Aim of the task
Extract each line of the records below that contains the string "clicks". Case counts, so match uppercase and lowercase letters precisely.

(Records excerpted from a collection)
========

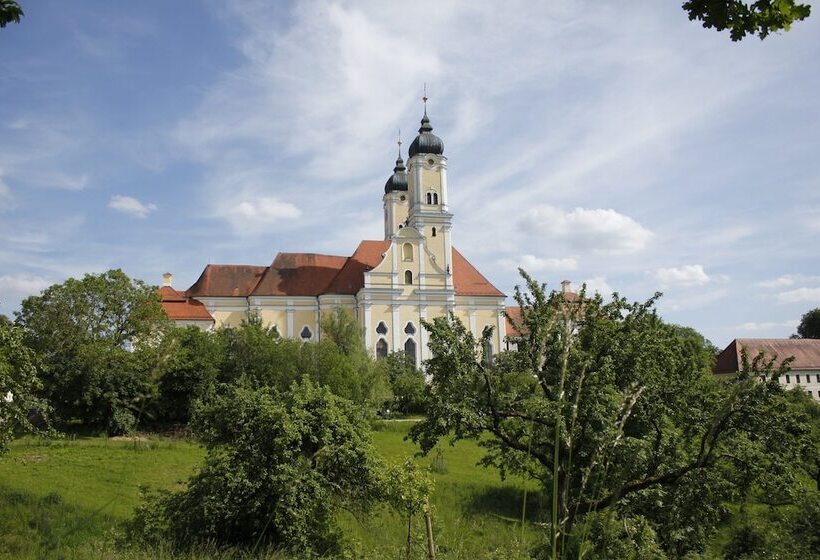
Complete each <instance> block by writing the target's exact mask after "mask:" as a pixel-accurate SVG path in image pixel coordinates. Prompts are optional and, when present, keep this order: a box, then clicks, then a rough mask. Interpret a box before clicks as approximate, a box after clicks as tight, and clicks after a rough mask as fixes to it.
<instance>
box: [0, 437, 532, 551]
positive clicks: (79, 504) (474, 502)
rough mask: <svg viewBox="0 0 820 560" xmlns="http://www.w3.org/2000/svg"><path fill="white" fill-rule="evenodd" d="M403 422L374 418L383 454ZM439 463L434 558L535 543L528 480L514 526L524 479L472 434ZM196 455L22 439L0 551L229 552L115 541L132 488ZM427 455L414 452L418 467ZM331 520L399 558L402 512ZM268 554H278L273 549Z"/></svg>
mask: <svg viewBox="0 0 820 560" xmlns="http://www.w3.org/2000/svg"><path fill="white" fill-rule="evenodd" d="M410 425H411V424H410V423H409V422H390V423H384V424H382V425H381V426H380V427H379V428H378V429H377V430H376V432H375V433H374V441H375V443H376V446H377V447H378V449H379V450H380V452H381V453H382V455H383V456H384V457H385V459H386V460H387V461H388V462H393V463H398V462H401V461H404V460H405V459H406V458H408V457H411V456H413V454H414V453H415V452H416V450H417V449H416V447H415V446H414V445H413V444H412V443H411V442H407V441H404V436H405V435H406V433H407V431H408V430H409V428H410ZM442 453H443V458H444V467H445V471H446V472H440V473H434V474H433V475H432V476H433V478H434V479H435V484H436V486H435V493H434V496H433V499H432V504H433V508H434V526H435V533H436V540H437V544H438V545H439V551H440V557H441V558H442V559H449V558H452V559H456V558H471V559H479V558H498V559H514V558H518V557H522V554H523V552H524V551H526V550H527V549H529V548H531V547H533V546H535V545H537V544H538V543H539V542H540V539H541V534H542V532H543V531H542V528H541V526H540V525H539V524H538V522H539V520H540V518H541V515H540V513H541V512H544V511H545V509H546V503H545V502H544V500H543V498H542V497H541V496H540V494H539V493H538V492H536V488H535V486H534V485H532V484H530V485H529V488H528V490H529V492H528V496H529V497H528V500H527V523H526V524H525V526H524V527H523V528H522V526H521V506H522V499H523V495H524V489H525V484H524V482H523V481H521V480H507V481H505V482H502V481H501V480H500V479H499V477H498V474H497V472H495V471H493V470H488V469H485V468H482V467H478V466H476V462H477V461H478V459H479V458H480V457H481V455H482V450H481V449H480V448H479V447H478V446H477V445H476V444H475V443H473V442H460V443H458V444H457V445H456V446H455V447H450V446H448V445H446V444H445V445H443V447H442ZM203 457H204V450H203V449H202V448H201V447H199V446H198V445H196V444H195V443H191V442H188V441H183V440H173V439H167V438H160V437H152V438H147V439H144V440H140V441H127V440H126V441H117V440H115V439H108V438H77V439H71V438H68V439H63V440H54V441H43V440H39V439H22V440H19V441H17V442H15V443H14V444H13V446H12V449H11V452H10V453H9V454H7V455H5V456H4V457H2V458H0V558H14V559H17V558H21V559H24V558H66V559H72V558H77V559H80V558H83V559H85V558H100V559H107V558H111V559H114V558H117V559H125V558H189V557H190V558H228V557H231V555H230V554H228V553H219V552H214V551H210V552H200V553H197V554H194V555H191V556H188V555H186V556H174V555H172V554H170V553H168V552H167V551H157V550H153V551H147V552H146V551H136V550H121V549H118V548H117V547H116V546H115V542H116V537H117V533H118V526H119V524H120V523H121V522H122V521H124V520H126V519H128V518H129V517H130V515H131V512H132V511H133V508H134V506H135V505H136V504H137V503H138V502H139V494H140V487H142V486H148V487H151V488H175V487H178V485H179V484H180V483H181V482H183V481H184V480H185V479H186V478H187V477H188V475H190V474H191V473H192V472H193V470H194V468H195V467H196V465H197V464H199V462H200V461H201V460H202V458H203ZM431 460H432V455H431V456H430V457H423V458H419V459H417V461H418V462H419V464H420V465H423V466H427V465H429V464H430V462H431ZM339 523H340V525H341V527H342V529H343V530H344V532H345V534H346V535H347V536H348V538H349V539H350V541H351V543H352V544H353V546H354V547H355V549H356V550H357V551H358V552H357V554H358V555H359V556H362V557H369V558H385V559H388V558H401V557H402V551H403V547H404V543H405V538H406V531H407V520H406V519H402V518H400V517H399V516H398V515H396V514H395V513H393V512H391V511H390V510H388V509H386V508H384V509H380V510H378V511H374V512H372V513H371V514H370V515H369V516H367V518H365V519H357V518H354V517H353V516H352V515H350V514H343V515H341V516H340V519H339ZM413 534H414V541H415V543H416V546H415V547H414V552H415V554H414V557H418V558H423V557H424V548H423V542H422V535H423V520H422V519H421V518H419V519H415V520H414V531H413ZM269 556H270V557H271V558H284V556H280V555H277V554H274V553H271V554H270V555H269Z"/></svg>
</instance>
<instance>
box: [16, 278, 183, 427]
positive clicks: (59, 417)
mask: <svg viewBox="0 0 820 560" xmlns="http://www.w3.org/2000/svg"><path fill="white" fill-rule="evenodd" d="M16 322H17V324H18V325H20V326H21V327H22V329H23V333H24V339H25V342H26V344H27V345H28V346H29V347H30V348H31V349H33V350H34V351H35V352H36V353H37V355H38V356H39V359H40V360H41V362H42V364H43V374H42V378H43V382H44V388H43V391H42V394H43V396H44V397H46V398H47V399H48V401H49V403H50V404H51V406H52V407H53V408H54V413H55V419H56V420H57V421H59V423H61V424H62V425H63V426H68V425H74V424H79V425H82V426H86V427H93V428H103V429H106V430H107V431H108V432H109V433H111V434H117V433H123V432H127V431H130V430H132V429H133V428H134V427H135V425H136V421H137V417H138V416H139V411H140V410H141V409H142V407H143V406H144V405H145V403H146V402H147V400H148V399H149V397H150V396H151V395H152V393H153V381H154V380H153V376H155V375H156V368H157V366H158V365H159V361H160V360H161V359H162V356H161V355H159V354H158V353H157V352H156V348H157V345H158V341H159V340H160V338H161V334H160V332H161V329H162V328H164V327H165V326H166V325H167V324H168V323H167V318H166V317H165V313H164V312H163V310H162V307H161V305H160V300H159V296H158V294H157V290H156V288H155V287H154V286H149V285H146V284H145V283H143V282H142V281H140V280H132V279H130V278H129V277H128V276H127V275H126V274H125V273H124V272H123V271H121V270H109V271H108V272H104V273H102V274H86V275H85V276H84V277H83V278H82V279H80V280H77V279H74V278H70V279H68V280H66V281H65V282H64V283H62V284H55V285H53V286H50V287H48V288H46V289H45V290H44V291H43V292H42V294H41V295H39V296H31V297H28V298H26V299H25V300H23V303H22V304H21V310H20V311H19V312H17V313H16Z"/></svg>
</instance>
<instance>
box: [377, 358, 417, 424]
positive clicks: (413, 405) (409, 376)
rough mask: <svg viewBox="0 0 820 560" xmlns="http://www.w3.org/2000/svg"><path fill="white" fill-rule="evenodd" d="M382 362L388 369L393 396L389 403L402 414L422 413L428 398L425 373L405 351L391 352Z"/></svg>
mask: <svg viewBox="0 0 820 560" xmlns="http://www.w3.org/2000/svg"><path fill="white" fill-rule="evenodd" d="M380 363H381V364H382V365H383V367H384V368H385V370H386V371H387V379H388V381H389V382H390V390H391V391H392V393H393V398H392V400H391V401H390V403H389V404H388V405H387V406H388V407H389V408H390V410H391V411H398V412H400V413H402V414H412V413H422V412H424V407H425V403H426V399H427V383H426V382H425V381H424V373H423V372H421V371H419V370H418V369H416V366H415V364H414V363H413V361H412V360H411V359H410V358H409V357H408V356H407V355H406V354H405V353H404V352H395V353H393V354H389V355H388V356H387V357H386V358H385V359H383V360H381V361H380Z"/></svg>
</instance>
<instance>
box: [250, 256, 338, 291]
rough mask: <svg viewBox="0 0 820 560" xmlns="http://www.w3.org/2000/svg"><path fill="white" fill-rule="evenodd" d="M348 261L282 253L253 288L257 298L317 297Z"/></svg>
mask: <svg viewBox="0 0 820 560" xmlns="http://www.w3.org/2000/svg"><path fill="white" fill-rule="evenodd" d="M348 260H349V259H348V258H347V257H337V256H335V255H317V254H314V253H279V254H278V255H276V258H275V259H274V260H273V264H271V265H270V266H269V267H267V269H266V270H265V273H264V275H263V276H262V279H261V280H260V281H259V283H258V284H257V285H256V287H255V288H254V290H253V292H252V295H255V296H318V295H320V294H324V293H327V288H328V286H330V283H331V282H332V281H333V279H334V278H335V277H336V276H337V275H338V274H339V271H340V270H341V269H342V267H343V266H344V265H345V263H346V262H347V261H348Z"/></svg>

========

Task output
Complete each <instance> block by writing the target's exact mask after "mask:" as a pixel-accurate SVG path in image pixel coordinates. Prompts are optional and, when present, keep this order: a box, then clicks, then a rough mask. Interpret a box before clicks as approximate, a box after clicks as tight, and clicks after a rough mask as fixes to it.
positive clicks: (79, 504) (474, 502)
positive clicks: (59, 417)
positive clicks: (413, 405) (409, 376)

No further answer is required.